Planeswalker by Lynn Abbey is the second book in the Artifacts Cycle, corresponding to the black and white portions of the expansion Urza’s Saga. In the aftermath of the Brothers’ War, Urza has become a planeswalker. Driven mad by his brothers’ fate and the godlike powers suddenly granted him, he becomes obsessed with finding and destroying those who have corrupted his brother: the Phyrexians. The book is mostly told from the point of view of Xantcha, a defective Phyrexian newt who accompanies Urza on his journey across the planes.

Urza’s saga is continued in Time Streams.

Tropes include:

  • Aborted Arc: The novel has several subtle hints that Xantcha was created from Mishra's body. First Gix calls Xantcha his "special one" even though there were thousands of newts in her batch. The second is Xantcha mentioning being bad at numbers which is something Mishra also struggled with in the previous novel. Finally, Ratepe comments at one point, "You're more like Mishra than I am, must have been something Gix put in your vat." While this explains her connection to Urza, the story never confirms anything.
  • Achilles' Heel: Urza discovers that Phyrexians are vulnerable to high-frequency sounds, as the soundwaves can force the glistening oil that saturates their bodies to separate into its component elements. He exploits this by manufacturing countless "spiders" capable of producing such sounds and has Xantcha and Ratepe spread them throughout the world, killing thousands of Phyrexian infiltrators at once when the tidal pull of the moon sets all the spiders off.
  • Animal Mecha: Urza builds himself a robotic dragon in preparation for his assault on Phyrexia. He boasts that it's far more powerful than any of Mishra's dragon engines from the previous book, though unlike them it needs to be piloted.
  • Arm Cannon: At one point, Xantcha battles a Phyrexian priest whose left arm has the barrel of a Ray Gun in place of a hand.
  • Big Bad: In this book, Phyrexia takes center stage as Urza’s archenemy.
  • Catchphrase: Xantcha is fond of saying "Waste not, want not", a Phyrexian maxim that she tends to use as a curse.
  • Celestial Paragons and Archangels: A native of Serra’s Realm at one point explains the angelic hierarchy to Xantcha.
  • Civil War: The nation of Efuan Pincar is locked in a bloody war between the Shratta, a fanatical religious sect, and the Red Stripes, an unscrupulous mercenary band which opposes them.

• [GIVEN TASK]
Write out the Planeswalker passage word for word, starting with "Urza’s saga is" and going on through "never confirms anything.".

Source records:

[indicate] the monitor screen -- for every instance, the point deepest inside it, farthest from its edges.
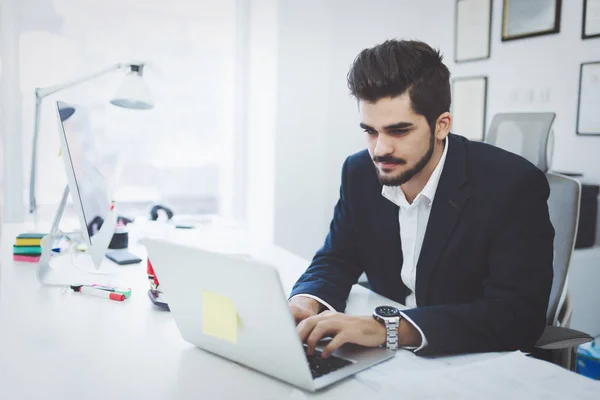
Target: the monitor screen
(88, 183)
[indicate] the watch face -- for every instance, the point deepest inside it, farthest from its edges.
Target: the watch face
(387, 311)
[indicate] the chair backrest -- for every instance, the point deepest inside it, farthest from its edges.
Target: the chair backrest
(527, 134)
(563, 205)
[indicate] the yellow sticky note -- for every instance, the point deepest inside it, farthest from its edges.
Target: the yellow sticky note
(219, 316)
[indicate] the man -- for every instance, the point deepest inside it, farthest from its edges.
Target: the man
(458, 231)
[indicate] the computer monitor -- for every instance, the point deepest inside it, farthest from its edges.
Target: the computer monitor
(89, 187)
(87, 183)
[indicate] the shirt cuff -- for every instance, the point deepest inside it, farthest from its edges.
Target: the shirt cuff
(315, 298)
(423, 338)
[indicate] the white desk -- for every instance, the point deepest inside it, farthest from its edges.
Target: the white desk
(57, 344)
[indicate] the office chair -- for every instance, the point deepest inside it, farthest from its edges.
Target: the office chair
(528, 134)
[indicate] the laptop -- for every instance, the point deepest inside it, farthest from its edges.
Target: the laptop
(203, 288)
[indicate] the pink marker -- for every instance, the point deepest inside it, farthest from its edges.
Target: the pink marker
(98, 292)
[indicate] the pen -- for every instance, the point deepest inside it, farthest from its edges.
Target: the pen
(98, 292)
(126, 292)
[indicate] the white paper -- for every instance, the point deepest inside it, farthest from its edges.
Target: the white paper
(468, 108)
(589, 100)
(509, 376)
(530, 16)
(592, 17)
(473, 29)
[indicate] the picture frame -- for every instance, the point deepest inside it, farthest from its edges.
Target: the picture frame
(472, 30)
(588, 99)
(590, 23)
(469, 106)
(530, 18)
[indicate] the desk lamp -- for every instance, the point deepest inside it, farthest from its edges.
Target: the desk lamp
(133, 94)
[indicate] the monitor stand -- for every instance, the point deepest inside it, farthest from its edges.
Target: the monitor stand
(74, 267)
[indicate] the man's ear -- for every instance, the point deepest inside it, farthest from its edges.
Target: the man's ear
(443, 125)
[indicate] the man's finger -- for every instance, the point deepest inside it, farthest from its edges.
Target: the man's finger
(335, 343)
(321, 329)
(298, 313)
(306, 326)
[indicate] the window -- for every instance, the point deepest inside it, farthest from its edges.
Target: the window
(180, 153)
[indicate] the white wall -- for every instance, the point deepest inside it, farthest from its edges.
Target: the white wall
(317, 120)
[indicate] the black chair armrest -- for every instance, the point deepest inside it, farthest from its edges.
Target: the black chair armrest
(556, 337)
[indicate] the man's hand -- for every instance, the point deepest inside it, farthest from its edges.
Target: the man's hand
(343, 328)
(304, 307)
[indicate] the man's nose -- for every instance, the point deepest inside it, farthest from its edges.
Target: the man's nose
(383, 146)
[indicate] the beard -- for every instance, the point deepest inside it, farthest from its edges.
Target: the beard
(406, 175)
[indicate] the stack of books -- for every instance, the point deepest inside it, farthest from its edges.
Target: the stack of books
(28, 247)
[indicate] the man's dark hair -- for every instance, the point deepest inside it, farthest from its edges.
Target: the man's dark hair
(395, 66)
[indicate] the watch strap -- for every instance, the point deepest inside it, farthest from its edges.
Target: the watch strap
(391, 327)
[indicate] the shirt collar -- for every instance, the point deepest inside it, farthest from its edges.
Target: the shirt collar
(396, 195)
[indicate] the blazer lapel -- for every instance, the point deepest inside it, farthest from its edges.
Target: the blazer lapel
(450, 198)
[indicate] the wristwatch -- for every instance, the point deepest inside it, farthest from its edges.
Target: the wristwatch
(390, 317)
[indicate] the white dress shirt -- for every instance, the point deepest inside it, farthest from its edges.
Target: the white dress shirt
(413, 220)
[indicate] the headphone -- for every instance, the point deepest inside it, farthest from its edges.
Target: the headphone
(154, 212)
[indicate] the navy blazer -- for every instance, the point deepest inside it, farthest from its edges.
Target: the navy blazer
(484, 273)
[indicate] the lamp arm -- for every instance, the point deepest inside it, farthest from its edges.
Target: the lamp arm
(40, 93)
(43, 92)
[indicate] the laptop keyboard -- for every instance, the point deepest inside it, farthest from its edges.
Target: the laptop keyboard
(320, 366)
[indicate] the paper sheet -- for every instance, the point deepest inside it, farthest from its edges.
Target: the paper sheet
(592, 17)
(220, 317)
(504, 377)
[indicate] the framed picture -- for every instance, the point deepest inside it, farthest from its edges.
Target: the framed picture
(588, 117)
(472, 30)
(529, 18)
(469, 104)
(591, 19)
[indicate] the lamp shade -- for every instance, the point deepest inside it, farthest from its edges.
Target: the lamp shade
(65, 111)
(133, 92)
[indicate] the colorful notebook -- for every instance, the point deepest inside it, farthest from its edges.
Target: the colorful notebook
(29, 250)
(29, 239)
(23, 258)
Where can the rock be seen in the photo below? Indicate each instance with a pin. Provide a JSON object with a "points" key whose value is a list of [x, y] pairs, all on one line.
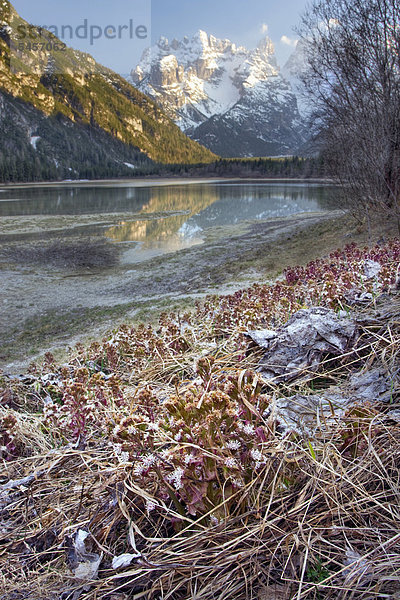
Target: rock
{"points": [[303, 413], [299, 346]]}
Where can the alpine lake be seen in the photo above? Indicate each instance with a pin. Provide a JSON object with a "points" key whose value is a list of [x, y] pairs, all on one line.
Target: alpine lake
{"points": [[77, 258]]}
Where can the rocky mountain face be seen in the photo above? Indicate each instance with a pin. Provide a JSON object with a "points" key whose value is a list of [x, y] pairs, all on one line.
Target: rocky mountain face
{"points": [[64, 115], [232, 100]]}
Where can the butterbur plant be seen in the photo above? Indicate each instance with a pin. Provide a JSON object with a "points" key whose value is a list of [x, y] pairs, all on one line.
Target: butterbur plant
{"points": [[8, 446], [200, 446], [77, 406]]}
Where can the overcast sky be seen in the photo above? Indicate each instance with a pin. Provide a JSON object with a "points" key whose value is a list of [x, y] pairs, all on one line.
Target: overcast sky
{"points": [[120, 48]]}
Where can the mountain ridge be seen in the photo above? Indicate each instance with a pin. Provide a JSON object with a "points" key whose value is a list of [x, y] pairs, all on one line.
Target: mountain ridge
{"points": [[51, 95]]}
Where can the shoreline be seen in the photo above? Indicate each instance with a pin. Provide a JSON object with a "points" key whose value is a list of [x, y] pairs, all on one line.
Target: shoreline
{"points": [[152, 180]]}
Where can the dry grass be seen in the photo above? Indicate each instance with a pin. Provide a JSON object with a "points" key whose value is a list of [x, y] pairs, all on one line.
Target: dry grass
{"points": [[323, 524]]}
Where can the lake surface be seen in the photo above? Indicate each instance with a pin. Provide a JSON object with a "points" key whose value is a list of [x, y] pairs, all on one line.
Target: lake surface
{"points": [[153, 219]]}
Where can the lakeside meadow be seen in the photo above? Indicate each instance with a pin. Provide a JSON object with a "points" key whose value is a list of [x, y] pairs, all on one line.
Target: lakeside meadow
{"points": [[179, 461]]}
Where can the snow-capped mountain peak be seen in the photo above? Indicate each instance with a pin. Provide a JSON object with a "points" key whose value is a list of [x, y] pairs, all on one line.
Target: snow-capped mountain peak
{"points": [[202, 77]]}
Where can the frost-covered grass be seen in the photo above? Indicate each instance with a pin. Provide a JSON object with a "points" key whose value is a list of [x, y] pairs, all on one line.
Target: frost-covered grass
{"points": [[160, 442]]}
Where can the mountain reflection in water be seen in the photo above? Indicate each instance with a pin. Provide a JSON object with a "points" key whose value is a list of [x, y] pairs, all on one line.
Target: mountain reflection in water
{"points": [[159, 218]]}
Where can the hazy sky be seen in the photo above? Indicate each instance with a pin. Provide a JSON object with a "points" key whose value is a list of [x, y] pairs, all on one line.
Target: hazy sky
{"points": [[112, 38]]}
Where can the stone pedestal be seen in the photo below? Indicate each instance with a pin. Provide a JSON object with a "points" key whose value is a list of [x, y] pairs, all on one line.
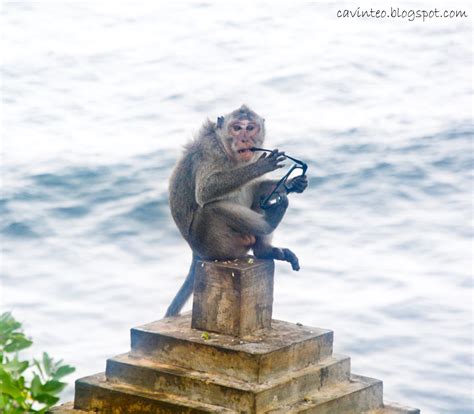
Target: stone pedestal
{"points": [[233, 297], [228, 358]]}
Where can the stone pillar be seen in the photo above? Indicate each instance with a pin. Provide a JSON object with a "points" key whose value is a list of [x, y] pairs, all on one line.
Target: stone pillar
{"points": [[233, 297]]}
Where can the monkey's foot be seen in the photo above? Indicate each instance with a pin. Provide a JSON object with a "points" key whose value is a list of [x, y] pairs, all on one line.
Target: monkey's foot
{"points": [[278, 253], [247, 240]]}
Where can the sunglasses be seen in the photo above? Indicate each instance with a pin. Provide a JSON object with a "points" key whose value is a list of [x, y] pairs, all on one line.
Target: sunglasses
{"points": [[274, 197]]}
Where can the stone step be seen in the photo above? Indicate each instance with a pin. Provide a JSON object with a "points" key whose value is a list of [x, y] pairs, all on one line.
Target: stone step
{"points": [[224, 391], [394, 408], [97, 395], [258, 357], [358, 395]]}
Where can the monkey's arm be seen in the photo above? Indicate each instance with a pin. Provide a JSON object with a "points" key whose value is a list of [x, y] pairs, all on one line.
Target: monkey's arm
{"points": [[211, 186]]}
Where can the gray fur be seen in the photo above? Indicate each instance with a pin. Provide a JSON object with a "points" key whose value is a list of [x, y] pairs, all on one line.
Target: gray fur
{"points": [[214, 199]]}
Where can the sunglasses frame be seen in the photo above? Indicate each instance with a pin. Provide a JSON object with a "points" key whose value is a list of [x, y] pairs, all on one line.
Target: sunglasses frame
{"points": [[274, 197]]}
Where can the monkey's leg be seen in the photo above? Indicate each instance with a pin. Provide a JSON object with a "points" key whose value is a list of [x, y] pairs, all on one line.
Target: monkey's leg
{"points": [[246, 221], [264, 250]]}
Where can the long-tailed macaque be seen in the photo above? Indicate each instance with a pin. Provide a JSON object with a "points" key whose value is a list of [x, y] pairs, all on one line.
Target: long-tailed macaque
{"points": [[215, 192]]}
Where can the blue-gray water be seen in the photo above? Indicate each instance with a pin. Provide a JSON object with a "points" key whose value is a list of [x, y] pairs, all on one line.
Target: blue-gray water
{"points": [[97, 102]]}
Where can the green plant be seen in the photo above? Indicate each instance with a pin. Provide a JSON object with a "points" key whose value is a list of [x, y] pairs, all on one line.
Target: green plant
{"points": [[26, 386]]}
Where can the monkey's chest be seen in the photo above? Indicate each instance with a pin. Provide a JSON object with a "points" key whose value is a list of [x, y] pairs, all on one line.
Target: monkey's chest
{"points": [[243, 197]]}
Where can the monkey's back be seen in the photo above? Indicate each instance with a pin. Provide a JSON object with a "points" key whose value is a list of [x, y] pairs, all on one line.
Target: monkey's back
{"points": [[182, 190]]}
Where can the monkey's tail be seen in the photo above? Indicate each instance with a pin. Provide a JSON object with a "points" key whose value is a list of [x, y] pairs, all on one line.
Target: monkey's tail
{"points": [[184, 291]]}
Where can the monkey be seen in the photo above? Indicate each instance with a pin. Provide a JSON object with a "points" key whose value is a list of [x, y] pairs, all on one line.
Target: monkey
{"points": [[215, 191]]}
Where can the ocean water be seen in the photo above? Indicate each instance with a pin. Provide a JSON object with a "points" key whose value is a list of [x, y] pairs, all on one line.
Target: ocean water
{"points": [[97, 101]]}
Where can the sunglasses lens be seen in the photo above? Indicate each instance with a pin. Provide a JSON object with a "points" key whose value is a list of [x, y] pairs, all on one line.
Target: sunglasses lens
{"points": [[272, 201]]}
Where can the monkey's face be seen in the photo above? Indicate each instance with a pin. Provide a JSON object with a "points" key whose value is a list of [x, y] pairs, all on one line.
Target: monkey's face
{"points": [[243, 134]]}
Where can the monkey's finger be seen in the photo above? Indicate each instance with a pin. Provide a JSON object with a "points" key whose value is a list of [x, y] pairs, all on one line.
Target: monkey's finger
{"points": [[292, 258]]}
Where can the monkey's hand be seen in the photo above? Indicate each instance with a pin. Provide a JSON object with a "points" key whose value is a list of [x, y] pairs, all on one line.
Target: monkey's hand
{"points": [[298, 184], [270, 162]]}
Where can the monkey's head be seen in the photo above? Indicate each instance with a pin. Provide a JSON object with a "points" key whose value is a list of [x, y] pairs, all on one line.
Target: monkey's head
{"points": [[239, 131]]}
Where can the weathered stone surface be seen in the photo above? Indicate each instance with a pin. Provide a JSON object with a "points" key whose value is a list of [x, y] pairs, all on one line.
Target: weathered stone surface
{"points": [[224, 391], [259, 357], [96, 394], [358, 395], [67, 408], [272, 367], [233, 297]]}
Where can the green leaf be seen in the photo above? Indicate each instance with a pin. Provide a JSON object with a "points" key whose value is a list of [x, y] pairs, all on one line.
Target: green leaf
{"points": [[8, 385], [17, 342], [53, 387], [47, 364], [37, 364], [63, 371], [15, 366], [47, 399], [36, 386], [8, 324]]}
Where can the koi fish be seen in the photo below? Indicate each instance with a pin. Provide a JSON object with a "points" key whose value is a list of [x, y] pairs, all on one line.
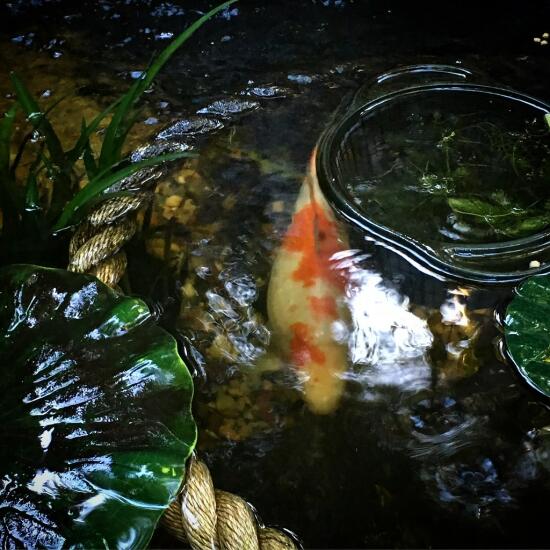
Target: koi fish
{"points": [[306, 296]]}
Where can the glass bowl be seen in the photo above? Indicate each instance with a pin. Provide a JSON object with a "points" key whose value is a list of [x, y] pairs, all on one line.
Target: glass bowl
{"points": [[455, 177]]}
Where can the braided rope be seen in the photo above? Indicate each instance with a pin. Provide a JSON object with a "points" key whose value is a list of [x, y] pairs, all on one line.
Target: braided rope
{"points": [[206, 518]]}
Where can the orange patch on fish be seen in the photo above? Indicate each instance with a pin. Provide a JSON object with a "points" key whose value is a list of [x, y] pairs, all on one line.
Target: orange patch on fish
{"points": [[316, 238], [324, 307], [302, 349]]}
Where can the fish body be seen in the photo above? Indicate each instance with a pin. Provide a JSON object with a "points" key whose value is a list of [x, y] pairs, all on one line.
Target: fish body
{"points": [[306, 296]]}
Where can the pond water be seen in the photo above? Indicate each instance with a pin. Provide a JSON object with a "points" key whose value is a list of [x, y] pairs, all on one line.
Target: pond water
{"points": [[434, 441]]}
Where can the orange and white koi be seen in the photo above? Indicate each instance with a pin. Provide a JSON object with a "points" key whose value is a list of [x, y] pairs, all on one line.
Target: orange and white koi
{"points": [[306, 296]]}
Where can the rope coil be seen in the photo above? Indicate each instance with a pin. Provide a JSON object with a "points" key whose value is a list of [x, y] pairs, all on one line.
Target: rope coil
{"points": [[205, 518]]}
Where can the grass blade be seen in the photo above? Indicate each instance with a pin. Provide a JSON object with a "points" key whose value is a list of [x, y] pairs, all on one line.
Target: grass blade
{"points": [[119, 125], [74, 154], [6, 130], [38, 119], [106, 179], [8, 193]]}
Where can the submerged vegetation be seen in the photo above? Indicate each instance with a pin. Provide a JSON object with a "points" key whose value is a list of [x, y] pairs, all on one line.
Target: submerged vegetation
{"points": [[97, 401], [55, 187]]}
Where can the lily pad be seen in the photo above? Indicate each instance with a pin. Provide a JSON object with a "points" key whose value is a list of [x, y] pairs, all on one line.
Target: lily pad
{"points": [[95, 413], [527, 331]]}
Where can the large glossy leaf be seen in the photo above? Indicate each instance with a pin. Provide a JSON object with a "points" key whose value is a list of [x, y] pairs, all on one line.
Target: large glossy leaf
{"points": [[95, 423], [527, 331]]}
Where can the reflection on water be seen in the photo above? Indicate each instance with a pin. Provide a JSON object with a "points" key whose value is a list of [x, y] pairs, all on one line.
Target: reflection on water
{"points": [[388, 341], [434, 442]]}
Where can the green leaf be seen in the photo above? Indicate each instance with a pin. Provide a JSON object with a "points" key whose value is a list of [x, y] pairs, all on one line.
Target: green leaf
{"points": [[96, 417], [120, 124], [481, 208], [527, 331], [38, 119], [6, 130], [106, 179]]}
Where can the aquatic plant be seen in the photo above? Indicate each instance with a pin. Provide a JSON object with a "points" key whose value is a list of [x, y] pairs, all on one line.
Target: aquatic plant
{"points": [[27, 215], [96, 402], [96, 413], [527, 331]]}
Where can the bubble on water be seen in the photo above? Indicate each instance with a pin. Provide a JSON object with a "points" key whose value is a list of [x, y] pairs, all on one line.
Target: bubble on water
{"points": [[242, 290], [387, 338]]}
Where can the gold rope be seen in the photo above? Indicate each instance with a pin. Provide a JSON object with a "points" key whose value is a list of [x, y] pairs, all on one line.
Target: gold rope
{"points": [[205, 518]]}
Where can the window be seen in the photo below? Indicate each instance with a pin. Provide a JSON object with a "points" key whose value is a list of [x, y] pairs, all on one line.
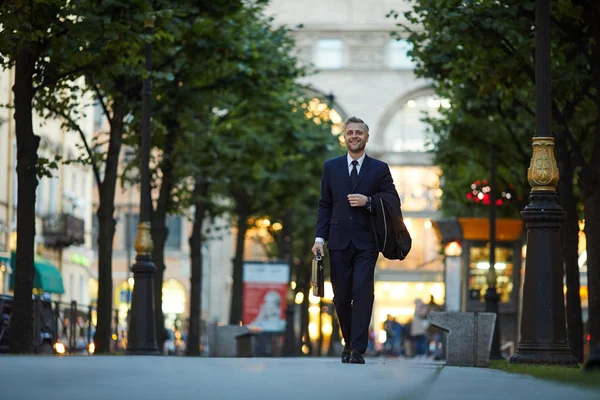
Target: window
{"points": [[95, 232], [329, 54], [81, 290], [52, 196], [130, 230], [98, 116], [479, 268], [397, 55], [407, 132]]}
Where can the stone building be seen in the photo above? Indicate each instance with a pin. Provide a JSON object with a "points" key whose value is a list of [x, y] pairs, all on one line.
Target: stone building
{"points": [[368, 74], [63, 203]]}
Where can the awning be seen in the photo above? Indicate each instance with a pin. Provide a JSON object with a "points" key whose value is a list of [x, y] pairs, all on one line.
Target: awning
{"points": [[47, 278]]}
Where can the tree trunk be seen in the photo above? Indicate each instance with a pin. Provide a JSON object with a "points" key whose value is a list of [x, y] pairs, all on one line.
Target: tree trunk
{"points": [[106, 230], [196, 239], [27, 147], [160, 232], [237, 292], [570, 245]]}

• [TASK OUTPUT]
Urza’s saga is continued in Time Streams.

Tropes include:

  • Aborted Arc: The novel has several subtle hints that Xantcha was created from Mishra's body. First Gix calls Xantcha his "special one" even though there were thousands of newts in her batch. The second is Xantcha mentioning being bad at numbers which is something Mishra also struggled with in the previous novel. Finally, Ratepe comments at one point, "You're more like Mishra than I am, must have been something Gix put in your vat." While this explains her connection to Urza, the story never confirms anything.